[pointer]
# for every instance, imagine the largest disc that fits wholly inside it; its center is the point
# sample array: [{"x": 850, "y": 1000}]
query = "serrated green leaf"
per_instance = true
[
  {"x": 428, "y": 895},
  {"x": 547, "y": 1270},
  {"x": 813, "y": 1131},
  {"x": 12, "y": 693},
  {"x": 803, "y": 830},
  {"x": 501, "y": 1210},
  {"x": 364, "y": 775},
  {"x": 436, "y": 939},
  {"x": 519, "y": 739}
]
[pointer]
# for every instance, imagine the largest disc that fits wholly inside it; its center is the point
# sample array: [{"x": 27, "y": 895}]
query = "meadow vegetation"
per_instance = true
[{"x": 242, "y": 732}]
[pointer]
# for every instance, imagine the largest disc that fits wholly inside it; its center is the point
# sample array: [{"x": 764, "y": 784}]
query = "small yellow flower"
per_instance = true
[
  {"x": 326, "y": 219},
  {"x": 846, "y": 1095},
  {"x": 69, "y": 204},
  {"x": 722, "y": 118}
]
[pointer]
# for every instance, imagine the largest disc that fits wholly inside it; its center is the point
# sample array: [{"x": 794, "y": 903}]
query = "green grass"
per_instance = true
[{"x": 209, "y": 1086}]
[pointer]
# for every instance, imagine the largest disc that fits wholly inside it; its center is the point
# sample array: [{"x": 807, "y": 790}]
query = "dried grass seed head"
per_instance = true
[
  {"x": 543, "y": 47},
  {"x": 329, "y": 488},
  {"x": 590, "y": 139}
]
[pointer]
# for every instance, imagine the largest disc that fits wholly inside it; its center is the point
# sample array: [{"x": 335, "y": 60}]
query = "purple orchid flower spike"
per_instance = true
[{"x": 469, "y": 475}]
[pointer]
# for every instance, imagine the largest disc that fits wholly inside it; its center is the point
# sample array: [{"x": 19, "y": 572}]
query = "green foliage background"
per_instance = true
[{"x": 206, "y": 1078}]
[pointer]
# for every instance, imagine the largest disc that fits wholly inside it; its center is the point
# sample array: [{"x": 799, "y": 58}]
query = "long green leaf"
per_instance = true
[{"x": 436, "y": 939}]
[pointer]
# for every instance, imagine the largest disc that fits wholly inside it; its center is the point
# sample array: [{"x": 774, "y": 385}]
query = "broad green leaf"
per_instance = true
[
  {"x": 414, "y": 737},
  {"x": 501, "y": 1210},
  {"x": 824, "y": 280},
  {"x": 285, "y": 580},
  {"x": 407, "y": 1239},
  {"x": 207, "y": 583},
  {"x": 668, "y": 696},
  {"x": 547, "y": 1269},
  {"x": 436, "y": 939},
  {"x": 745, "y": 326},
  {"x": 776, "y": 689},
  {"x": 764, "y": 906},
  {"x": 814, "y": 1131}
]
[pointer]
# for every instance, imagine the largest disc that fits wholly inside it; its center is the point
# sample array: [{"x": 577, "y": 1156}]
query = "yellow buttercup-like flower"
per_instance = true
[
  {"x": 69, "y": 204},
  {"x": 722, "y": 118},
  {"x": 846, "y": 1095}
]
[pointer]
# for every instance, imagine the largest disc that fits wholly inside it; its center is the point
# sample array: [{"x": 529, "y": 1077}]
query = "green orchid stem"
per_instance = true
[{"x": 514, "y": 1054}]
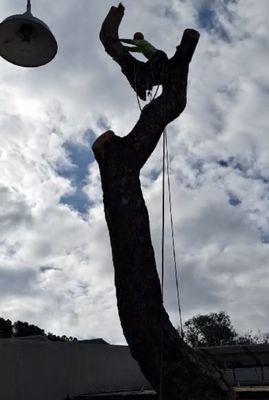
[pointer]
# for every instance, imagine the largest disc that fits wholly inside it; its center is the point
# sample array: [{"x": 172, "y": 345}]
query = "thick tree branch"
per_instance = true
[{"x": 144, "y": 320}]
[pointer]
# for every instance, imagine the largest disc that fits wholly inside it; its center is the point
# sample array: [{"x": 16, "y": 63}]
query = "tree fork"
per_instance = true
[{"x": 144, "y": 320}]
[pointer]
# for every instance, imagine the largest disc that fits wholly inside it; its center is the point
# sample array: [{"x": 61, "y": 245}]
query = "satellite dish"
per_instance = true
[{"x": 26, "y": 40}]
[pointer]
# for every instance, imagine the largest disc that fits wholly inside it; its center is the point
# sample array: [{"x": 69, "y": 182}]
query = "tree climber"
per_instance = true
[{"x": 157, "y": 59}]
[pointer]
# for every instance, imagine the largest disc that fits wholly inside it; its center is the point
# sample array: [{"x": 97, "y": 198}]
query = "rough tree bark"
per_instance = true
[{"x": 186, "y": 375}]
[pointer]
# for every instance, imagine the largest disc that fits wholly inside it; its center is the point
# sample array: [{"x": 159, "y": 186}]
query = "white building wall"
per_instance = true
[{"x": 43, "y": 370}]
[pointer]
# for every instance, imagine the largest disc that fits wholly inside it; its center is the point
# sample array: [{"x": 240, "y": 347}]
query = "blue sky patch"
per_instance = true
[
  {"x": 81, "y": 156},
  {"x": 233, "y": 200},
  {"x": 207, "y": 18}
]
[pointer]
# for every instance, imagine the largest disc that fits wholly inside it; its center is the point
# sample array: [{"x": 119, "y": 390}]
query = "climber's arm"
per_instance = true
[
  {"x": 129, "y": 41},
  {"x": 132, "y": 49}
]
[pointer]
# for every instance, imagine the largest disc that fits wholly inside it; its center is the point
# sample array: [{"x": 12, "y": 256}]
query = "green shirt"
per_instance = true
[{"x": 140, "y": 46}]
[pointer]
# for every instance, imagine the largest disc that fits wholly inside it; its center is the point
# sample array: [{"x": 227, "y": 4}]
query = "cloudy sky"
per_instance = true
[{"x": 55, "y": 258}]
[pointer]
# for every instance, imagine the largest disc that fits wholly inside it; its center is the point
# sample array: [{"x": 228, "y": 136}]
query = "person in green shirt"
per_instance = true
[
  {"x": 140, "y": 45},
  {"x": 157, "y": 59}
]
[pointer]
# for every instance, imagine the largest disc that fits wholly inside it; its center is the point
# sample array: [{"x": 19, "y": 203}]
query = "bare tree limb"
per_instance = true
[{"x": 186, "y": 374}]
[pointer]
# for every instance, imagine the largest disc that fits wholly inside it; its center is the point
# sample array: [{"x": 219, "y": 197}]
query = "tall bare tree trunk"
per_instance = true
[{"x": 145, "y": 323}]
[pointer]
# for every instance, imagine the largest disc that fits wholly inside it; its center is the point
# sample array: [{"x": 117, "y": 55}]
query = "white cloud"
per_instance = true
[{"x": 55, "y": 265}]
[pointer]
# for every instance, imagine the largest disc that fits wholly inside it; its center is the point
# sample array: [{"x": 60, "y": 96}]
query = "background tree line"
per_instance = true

▶ WHAT THE TASK REQUIRES
Count the lines of the records above that contain the word "white". Reply with the number alone.

▶ FINAL RESULT
2